* PROBLEM DETAILS *
Extend the first-person account below of the trip to Athens during OCD recovery, carrying on from its last sentence in the same voice.

* EXCERPT *
::::

I go abroad for the 1st time in 6 years and do the 1st piece of journalism in my entire 10 year recovery

 

I recover from my severe OCD enough to go abroad for the first time in 6 years. I go to Athens the capital of Greece to cover the Greek elections and the refugee crisis.

The first and most urgent task when I arrived at the Hotel Carolina in Athens was to work out how I could escape from my prison cell like room (guaranteed to repel attacks by the staff, aliens and serial killers) in the event of fire. This was the only room I could stay in because of my chronic OCD.  But my OCD fear of serial killers was having a punch up with my OCD fear of fire. I opened the window and studied the light well it gave onto, working out how I could use a drainpipe to clamber up the walls of the light well and then escape through the bars on the fourth floor. Quite what I would do once I was hanging off the building on the fourth floor I didn’t go into but presumably the fire brigade have ladders in Greece.  It was like when I was a child and had to not only plan but practise my escape routes from the serial killers in my mother’s house.  Once I had spent half an hour planning my fire exit (ignoring the fact that I could obviously walk out of the room into the corridor and amble down the stairs and out the front door) I slept very well.

::::

* EXCERPTED RECORDS *
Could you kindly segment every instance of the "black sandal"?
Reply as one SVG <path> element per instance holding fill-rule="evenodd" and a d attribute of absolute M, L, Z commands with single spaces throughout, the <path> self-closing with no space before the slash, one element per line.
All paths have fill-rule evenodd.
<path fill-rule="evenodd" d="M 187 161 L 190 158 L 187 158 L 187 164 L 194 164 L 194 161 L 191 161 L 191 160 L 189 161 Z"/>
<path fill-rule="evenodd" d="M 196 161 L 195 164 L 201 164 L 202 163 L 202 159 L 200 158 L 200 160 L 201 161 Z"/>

::::

* EXERCISE RESULT *
As I got down to breakfast on the first day of my stay, I noticed an alarming sight. Among the rows of bread, cakes, cereal, there were no bananas at all. As I am unable to survive without a banana in the morning, I set out in the pleasant sun of Athens on a banana hunt.

In the rich central district of Plaka where the hotel was located people seemed blissfully unaware of the economic crisis in which Greece was threatened with bankruptcy and exit from the Euro. Considering that half the population of Athens drives around on motorbikes with no helmet, an economic crash is not the only one they’ve got to worry about. Athens has no skyscrapers, everything is medium rise. Lofty aspirations with architecture seem to have ended three thousand years ago. There are also unlovely air conditioning units protruding below every window like barnacles on a rock face. There was a lot of graffiti on everything which no had had the time (or money) to clear away. This gave the whole city a slightly run down feel. But because of the fabulous weather the vibe in Athens is extremely upbeat and positive.

The first few people I spoke to did not speak English so when I asked for a fruit shop their expressions were blank. When I then mimed peeling an imaginary banana and eating it in the street they looked at me in disbelief and muttered something in Greek, probably “you need a psychiatrist.”  Undeterred I found one who spoke English who directed me to a fruit shop.  In common with the UK the man selling the bananas at this corner shop seemed to be Pakistani.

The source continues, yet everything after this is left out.